Re: [PATCH v5 0/5] sched/fair: SMT-aware asymmetric CPU capacity
From: Dietmar Eggemann
Date: Tue May 05 2026 - 16:42:50 EST
On 28.04.26 16:41, Andrea Righi wrote:
[...]
> - DCPerf MediaWiki (all CPUs):
>
> +---------------------------------+--------+--------+--------+--------+
> | Configuration | rps | p50 | p95 | p99 |
> +---------------------------------+--------+--------+--------+--------+
> | ASYM (mainline) + SIS_UTIL | 7994 | 0.052 | 0.223 | 0.246 |
> | ASYM (mainline) + NO_SIS_UTIL | 7993 | 0.052 | 0.221 | 0.245 |
> | | | | | |
> | NO ASYM + SIS_UTIL | 8113 | 0.067 | 0.184 | 0.225 |
> | NO ASYM + NO_SIS_UTIL | 8093 | 0.068 | 0.184 | 0.223 |
> | | | | | |
> | ASYM + SMT + SIS_UTIL | 8129 | 0.076 | 0.149 | 0.188 |
> | ASYM + SMT + NO_SIS_UTIL | 8138 | 0.076 | 0.148 | 0.186 |
> +---------------------------------+--------+--------+--------+--------+
>
> In the MediaWiki case SMT awareness is less impactful, because for the majority
> of the run all CPUs are used, but it still seems to provide some benefits at
> reducing tail latency.
>
> Tests have also been conducted on NVIDIA Grace (which does not support SMT) to
> ensure that SIS_UTIL support in select_idle_capacity() does not introduce
> regressions and results show slight improvements under the same workloads.
---
Directions:
1/ Answer these about the scheduler patch message:
(a) What rps figure does the table give for NO ASYM + SIS_UTIL?
(b) On which system, one that lacks SMT support, were tests also run?
(c) Why is SMT awareness said to be less impactful in the MediaWiki case?
2/ Pick up the scheduler patch message after its final sentence and keep writing.
The listing isn't needed for any of this.

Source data
---
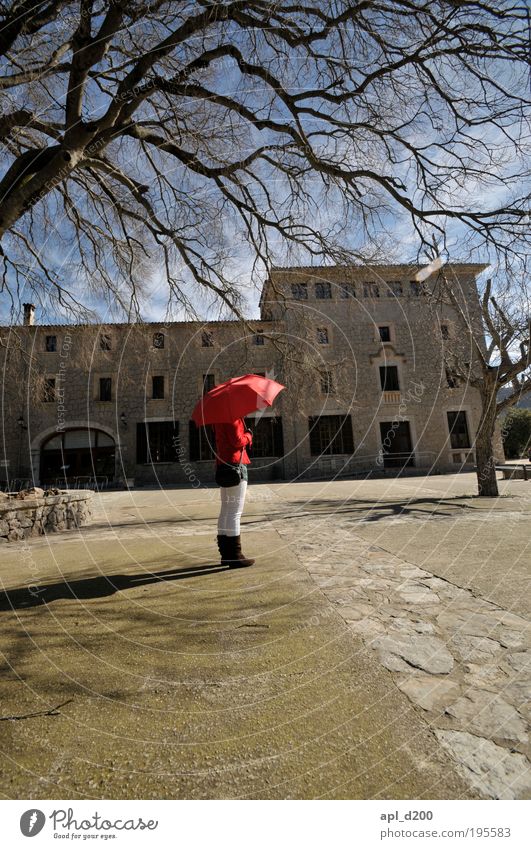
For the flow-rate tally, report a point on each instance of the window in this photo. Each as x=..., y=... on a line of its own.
x=394, y=289
x=330, y=435
x=371, y=290
x=347, y=290
x=327, y=382
x=268, y=438
x=209, y=381
x=299, y=291
x=157, y=442
x=157, y=386
x=323, y=290
x=48, y=394
x=105, y=389
x=202, y=442
x=458, y=427
x=389, y=379
x=451, y=379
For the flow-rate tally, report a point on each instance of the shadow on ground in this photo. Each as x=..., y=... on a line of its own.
x=97, y=587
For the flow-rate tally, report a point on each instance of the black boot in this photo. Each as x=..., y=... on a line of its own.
x=223, y=549
x=236, y=558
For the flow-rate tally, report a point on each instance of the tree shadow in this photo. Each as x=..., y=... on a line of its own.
x=100, y=586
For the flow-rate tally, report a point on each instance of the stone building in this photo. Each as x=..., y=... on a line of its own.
x=361, y=351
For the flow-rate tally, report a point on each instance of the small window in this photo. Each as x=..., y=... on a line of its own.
x=201, y=442
x=451, y=380
x=323, y=290
x=158, y=386
x=327, y=383
x=49, y=390
x=347, y=290
x=209, y=382
x=389, y=379
x=458, y=427
x=395, y=289
x=299, y=291
x=105, y=389
x=371, y=290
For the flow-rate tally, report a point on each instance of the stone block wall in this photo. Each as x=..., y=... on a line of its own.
x=31, y=514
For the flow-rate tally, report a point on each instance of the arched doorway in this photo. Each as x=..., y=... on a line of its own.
x=76, y=455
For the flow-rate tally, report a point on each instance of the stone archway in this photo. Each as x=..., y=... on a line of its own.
x=77, y=451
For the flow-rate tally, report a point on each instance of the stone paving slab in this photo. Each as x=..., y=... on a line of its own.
x=464, y=661
x=220, y=684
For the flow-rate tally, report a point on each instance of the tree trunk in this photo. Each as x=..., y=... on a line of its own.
x=485, y=463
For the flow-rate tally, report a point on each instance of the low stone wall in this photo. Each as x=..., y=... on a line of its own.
x=34, y=512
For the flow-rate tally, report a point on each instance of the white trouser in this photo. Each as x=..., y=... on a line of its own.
x=232, y=501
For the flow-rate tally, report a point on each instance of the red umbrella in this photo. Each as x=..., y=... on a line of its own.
x=235, y=399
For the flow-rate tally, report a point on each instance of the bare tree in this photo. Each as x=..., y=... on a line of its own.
x=194, y=135
x=493, y=352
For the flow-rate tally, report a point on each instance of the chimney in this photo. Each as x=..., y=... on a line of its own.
x=29, y=314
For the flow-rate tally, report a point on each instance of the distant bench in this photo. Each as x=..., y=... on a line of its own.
x=515, y=470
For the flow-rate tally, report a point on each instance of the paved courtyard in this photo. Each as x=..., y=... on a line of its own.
x=379, y=648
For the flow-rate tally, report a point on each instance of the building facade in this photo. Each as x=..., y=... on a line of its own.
x=362, y=352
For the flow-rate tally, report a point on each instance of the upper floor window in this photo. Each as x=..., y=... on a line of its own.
x=327, y=382
x=389, y=379
x=105, y=389
x=209, y=382
x=458, y=427
x=371, y=290
x=201, y=442
x=323, y=290
x=157, y=386
x=299, y=291
x=394, y=289
x=347, y=290
x=451, y=379
x=48, y=390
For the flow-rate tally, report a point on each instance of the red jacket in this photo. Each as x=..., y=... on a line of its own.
x=230, y=439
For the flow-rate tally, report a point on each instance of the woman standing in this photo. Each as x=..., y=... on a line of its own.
x=232, y=440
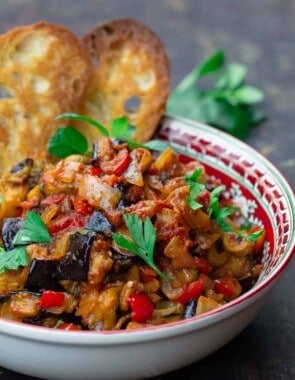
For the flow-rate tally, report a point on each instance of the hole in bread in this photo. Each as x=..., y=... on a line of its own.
x=5, y=93
x=39, y=84
x=132, y=104
x=108, y=30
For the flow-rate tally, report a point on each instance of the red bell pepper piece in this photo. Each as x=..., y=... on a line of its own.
x=191, y=291
x=53, y=199
x=68, y=326
x=50, y=299
x=66, y=221
x=95, y=170
x=81, y=206
x=118, y=164
x=125, y=160
x=146, y=273
x=229, y=287
x=204, y=198
x=141, y=307
x=202, y=265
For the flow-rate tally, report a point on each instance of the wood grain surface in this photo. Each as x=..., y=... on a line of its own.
x=261, y=34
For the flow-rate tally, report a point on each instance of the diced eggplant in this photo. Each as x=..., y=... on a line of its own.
x=98, y=222
x=75, y=264
x=95, y=154
x=8, y=295
x=9, y=229
x=122, y=263
x=190, y=309
x=26, y=163
x=42, y=275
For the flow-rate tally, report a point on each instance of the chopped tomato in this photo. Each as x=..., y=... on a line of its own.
x=50, y=299
x=66, y=221
x=191, y=291
x=141, y=307
x=81, y=205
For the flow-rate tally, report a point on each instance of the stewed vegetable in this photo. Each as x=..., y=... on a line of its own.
x=125, y=238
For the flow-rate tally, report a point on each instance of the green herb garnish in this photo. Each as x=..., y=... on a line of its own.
x=13, y=259
x=195, y=188
x=143, y=236
x=219, y=214
x=32, y=231
x=228, y=104
x=67, y=140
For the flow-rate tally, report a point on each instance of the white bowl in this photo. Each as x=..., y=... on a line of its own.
x=133, y=354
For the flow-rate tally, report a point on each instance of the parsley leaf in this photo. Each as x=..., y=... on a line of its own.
x=67, y=141
x=143, y=241
x=195, y=188
x=13, y=259
x=228, y=105
x=32, y=231
x=219, y=213
x=121, y=129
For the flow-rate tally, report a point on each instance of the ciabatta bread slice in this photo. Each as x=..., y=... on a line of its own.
x=132, y=77
x=44, y=71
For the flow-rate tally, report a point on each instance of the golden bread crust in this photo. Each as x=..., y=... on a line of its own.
x=44, y=71
x=132, y=67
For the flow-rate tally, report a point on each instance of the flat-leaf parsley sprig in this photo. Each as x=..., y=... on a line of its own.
x=33, y=230
x=68, y=140
x=195, y=188
x=13, y=259
x=143, y=235
x=228, y=104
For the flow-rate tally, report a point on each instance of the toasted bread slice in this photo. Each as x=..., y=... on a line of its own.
x=132, y=77
x=44, y=71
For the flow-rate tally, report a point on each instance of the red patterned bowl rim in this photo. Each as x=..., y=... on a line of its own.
x=233, y=162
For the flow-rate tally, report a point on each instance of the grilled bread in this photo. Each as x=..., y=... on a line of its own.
x=132, y=77
x=44, y=71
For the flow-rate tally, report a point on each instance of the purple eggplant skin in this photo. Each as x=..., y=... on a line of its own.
x=75, y=264
x=190, y=309
x=9, y=229
x=42, y=275
x=26, y=163
x=98, y=222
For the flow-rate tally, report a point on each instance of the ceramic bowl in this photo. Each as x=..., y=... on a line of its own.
x=265, y=197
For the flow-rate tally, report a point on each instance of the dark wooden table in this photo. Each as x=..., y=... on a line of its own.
x=259, y=33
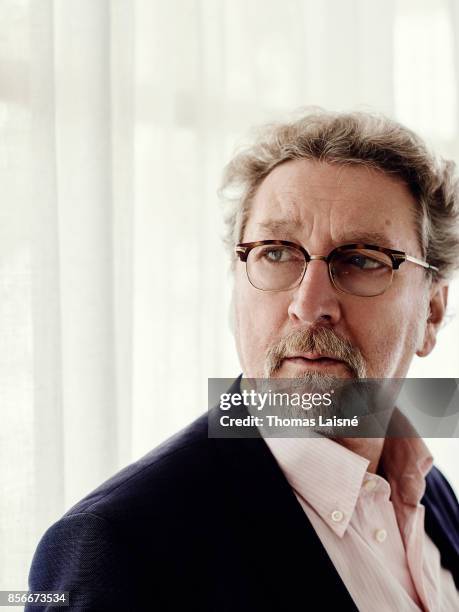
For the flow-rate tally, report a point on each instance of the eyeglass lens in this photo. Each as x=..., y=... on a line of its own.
x=359, y=272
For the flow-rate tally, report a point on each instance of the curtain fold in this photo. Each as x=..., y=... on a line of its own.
x=116, y=119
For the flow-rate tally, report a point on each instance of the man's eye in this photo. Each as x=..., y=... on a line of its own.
x=276, y=255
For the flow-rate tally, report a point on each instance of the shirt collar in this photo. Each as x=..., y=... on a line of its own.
x=329, y=476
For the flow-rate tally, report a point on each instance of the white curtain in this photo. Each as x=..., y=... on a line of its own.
x=116, y=118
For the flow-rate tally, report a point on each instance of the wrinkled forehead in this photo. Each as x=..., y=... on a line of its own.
x=305, y=199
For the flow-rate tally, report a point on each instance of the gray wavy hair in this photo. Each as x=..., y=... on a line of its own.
x=353, y=138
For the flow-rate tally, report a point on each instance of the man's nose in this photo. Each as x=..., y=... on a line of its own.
x=315, y=300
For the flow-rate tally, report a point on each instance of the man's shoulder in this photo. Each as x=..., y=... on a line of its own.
x=155, y=481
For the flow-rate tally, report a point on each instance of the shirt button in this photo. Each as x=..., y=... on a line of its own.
x=337, y=516
x=370, y=485
x=381, y=535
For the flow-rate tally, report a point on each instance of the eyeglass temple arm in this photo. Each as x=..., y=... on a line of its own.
x=242, y=253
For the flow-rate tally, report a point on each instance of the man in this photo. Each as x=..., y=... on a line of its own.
x=344, y=235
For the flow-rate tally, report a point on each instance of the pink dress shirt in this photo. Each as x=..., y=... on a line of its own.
x=372, y=528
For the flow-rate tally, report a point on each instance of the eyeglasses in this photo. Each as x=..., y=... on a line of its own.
x=365, y=270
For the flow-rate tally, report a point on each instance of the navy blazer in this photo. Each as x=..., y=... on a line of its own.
x=206, y=524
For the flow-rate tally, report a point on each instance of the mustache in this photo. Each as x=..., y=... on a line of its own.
x=315, y=340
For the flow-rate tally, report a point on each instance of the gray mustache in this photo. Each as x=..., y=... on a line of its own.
x=315, y=340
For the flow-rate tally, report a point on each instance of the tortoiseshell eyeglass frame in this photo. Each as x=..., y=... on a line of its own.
x=397, y=257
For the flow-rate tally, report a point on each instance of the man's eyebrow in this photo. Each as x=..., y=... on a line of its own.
x=283, y=226
x=376, y=238
x=280, y=225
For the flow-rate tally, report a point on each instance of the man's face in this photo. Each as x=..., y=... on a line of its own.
x=322, y=206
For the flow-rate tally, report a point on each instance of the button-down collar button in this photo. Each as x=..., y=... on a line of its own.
x=381, y=535
x=337, y=516
x=370, y=485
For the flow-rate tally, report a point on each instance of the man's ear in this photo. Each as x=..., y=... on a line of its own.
x=436, y=313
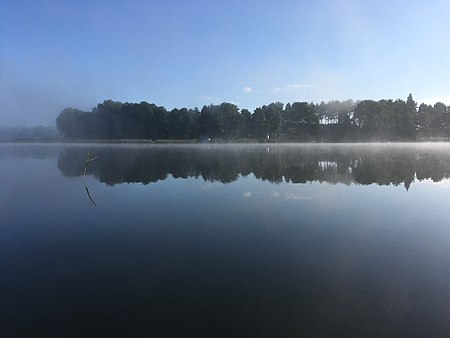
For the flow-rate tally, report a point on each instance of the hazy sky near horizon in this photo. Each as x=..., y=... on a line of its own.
x=57, y=54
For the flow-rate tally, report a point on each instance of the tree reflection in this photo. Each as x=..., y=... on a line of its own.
x=343, y=164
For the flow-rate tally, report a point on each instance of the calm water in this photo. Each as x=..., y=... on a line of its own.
x=251, y=241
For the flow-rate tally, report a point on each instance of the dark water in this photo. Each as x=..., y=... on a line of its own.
x=223, y=241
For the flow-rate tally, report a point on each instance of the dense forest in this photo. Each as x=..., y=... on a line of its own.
x=334, y=121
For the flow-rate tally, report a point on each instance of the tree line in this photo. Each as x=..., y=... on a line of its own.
x=334, y=121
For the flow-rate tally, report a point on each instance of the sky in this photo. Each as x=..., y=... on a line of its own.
x=179, y=53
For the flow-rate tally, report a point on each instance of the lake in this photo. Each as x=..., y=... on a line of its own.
x=225, y=240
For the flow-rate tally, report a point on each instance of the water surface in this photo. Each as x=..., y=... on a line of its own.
x=211, y=240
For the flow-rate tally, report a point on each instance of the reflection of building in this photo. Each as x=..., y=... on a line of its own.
x=337, y=164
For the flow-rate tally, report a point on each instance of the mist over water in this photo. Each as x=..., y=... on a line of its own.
x=209, y=240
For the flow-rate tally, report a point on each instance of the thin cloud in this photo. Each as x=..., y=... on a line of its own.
x=297, y=87
x=292, y=87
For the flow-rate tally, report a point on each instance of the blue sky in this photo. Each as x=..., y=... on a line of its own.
x=57, y=54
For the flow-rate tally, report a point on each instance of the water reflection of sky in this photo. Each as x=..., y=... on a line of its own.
x=273, y=258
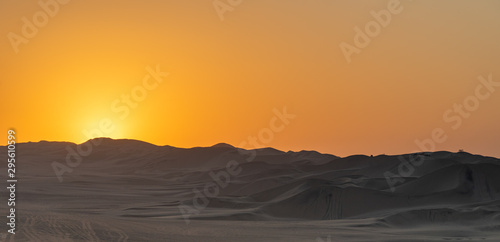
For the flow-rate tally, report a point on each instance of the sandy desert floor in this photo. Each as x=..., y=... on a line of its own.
x=125, y=190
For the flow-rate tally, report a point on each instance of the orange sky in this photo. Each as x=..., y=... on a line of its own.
x=227, y=74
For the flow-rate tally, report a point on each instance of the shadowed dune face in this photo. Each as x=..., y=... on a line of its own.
x=122, y=186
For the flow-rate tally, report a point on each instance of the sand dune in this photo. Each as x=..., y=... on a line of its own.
x=128, y=190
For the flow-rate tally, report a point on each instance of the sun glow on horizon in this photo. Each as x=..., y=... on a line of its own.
x=226, y=78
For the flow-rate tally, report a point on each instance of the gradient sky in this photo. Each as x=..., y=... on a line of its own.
x=226, y=76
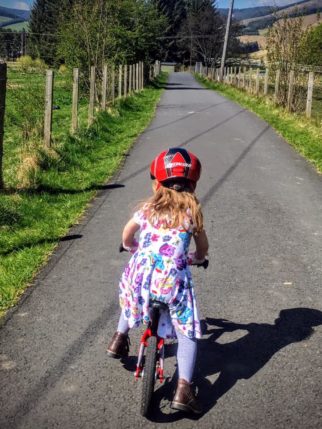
---
Responses for each task:
1/
(a) 8113
(b) NVIDIA Grace
(c) For the majority of the run, all CPUs are used.

2/
Somehow unrelated to this smt extension but I always wanted to know why
even with !smt (e.g. Grace) we can see better values w/ ASYM.
DCPerf Mediawiki: Grace 72 CPUs, ~800 tasks (last test run):
+---------------------------------+--------+--------+--------+--------+
| Configuration | rps | p50 | p95 | p99 |
+---------------------------------+--------+--------+--------+--------+
| v6.8 NO ASYM | 4470 | 0.026 | 0.040 | 0.046 |
| v6.8 ASYM | 4636 | 0.022 | 0.037 | 0.043 |
+---------------------------------+--------+--------+--------+--------+
values from run_details.json: Wrk RPS, Nginx P50 {, P90, P95, P99} time
I always got 4%-5% higher rps and slightly better latencies w/ ASYM.
Possible explanation:
NO_ASYM
* More local wakeups
* sis()->select_idle_cpu() runs pretty fast into SIS_UTIL !nr_idle_scan
-> falls back to pick this_cpu or prev_cpu
* Causes more runqueue contention → more load balancing
* More short idle periods + migrations
ASYM
* More remote wakeups
* select_idle_capacity() always scans sd_asym
* Less balancing needed; CPUs go idle less often but for longer
* Better placement -> less contention -> higher rps
AFAICS, in this high-load scenario, ASYM avoids the !nr_idle_scan
bailout, spreading tasks more effectively and so reducing contention and
balancing overhead.
Do you have a chance to check this on mainline on your Grace machine?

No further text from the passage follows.